SET EXERCISE A:
Please lay out the entry that follows the passage on premium taxes as a numbered list of its lines, skipping any blank lines and leaving the picture out of your answer.

SELECTED EXTRACT:
* begin *

1. Sole-Proprietor- A sole-proprietor is the sole owner of a business. Sole proprietors usually file a schedule C (which is where the tax deductions are taken). The issue is that sole-proprietors are not considered employees, but self-employed, thus the premiums are not tax deductible. The benefits would be received tax-free.

2. Partnerships- The income from a partnership is not federally taxed and income (or loss) flows to the partners who are taxed based on their proportionate share of the profits of the partnership. Although the partnership can deduct the premiums paid to the partners as a guaranteed payment, the premiums are included in the partner's income. This means that although the partnership was able to make a deduction, the partner would be paying tax on the premiums. The benefits received would be tax-free.

3. S-Corporation- Is taxed very similarly to a Partnership whereas the corporation does not pay federal tax and the income (or loss) is passed to the shareholders on a proportionate basis. The laws allow an S-Corporation to deduct the premiums, but if the owner owns more than 2% of the shares, the premiums are included in his/her income, making the benefits tax-free. In essence, with both a Partnership or an S-Corporation, the premiums are deducted by the business, but the premiums are included as income, so it is really a wash to the shareholder/partner and benefits are received tax free.

4. C-Corporation- C-Corporations are separate legal identities that file their own tax returns and pay their own tax. If you are a shareholder and also an employee, the corporation can deduct the premiums. If they do, the benefits received would be taxable. There can also be cost sharing where the corporation pays the premiums and the employee/shareholder is taxed on part of the premiums. In that case, the percent of premiums that the shareholder pays taxes on, would be received tax free. For example, if the premiums for shareholder X are $3,000 annually and the shareholder elects to include $1,000 in his taxable income, then he would receive one-third of the benefits tax-free.

* end *

SET EXERCISE B:
Summarize the passage on premium taxes in three sentences.

RECORD LIST:
* begin *

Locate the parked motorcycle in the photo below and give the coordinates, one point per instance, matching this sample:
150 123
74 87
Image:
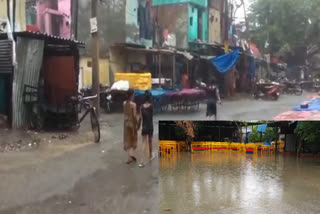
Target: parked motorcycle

* end *

EXERCISE RESULT A:
1. Locate the parked motorcycle in the photo below and give the coordinates, one point per instance, matching this sample:
2. 150 123
3. 74 87
4. Image:
5. Target: parked motorcycle

EXERCISE RESULT B:
Sole proprietors are considered self-employed rather than employees, so their premiums are not tax deductible, but the benefits would be received tax-free. Partnerships and S-Corporations can deduct the premiums, but the premiums are included in the income of the partner or of an owner holding more than 2% of the shares, so it is really a wash and the benefits are received tax-free. A C-Corporation can deduct the premiums for a shareholder who is also an employee, making the benefits taxable, though with cost sharing the percent of premiums the shareholder pays taxes on would be received tax-free.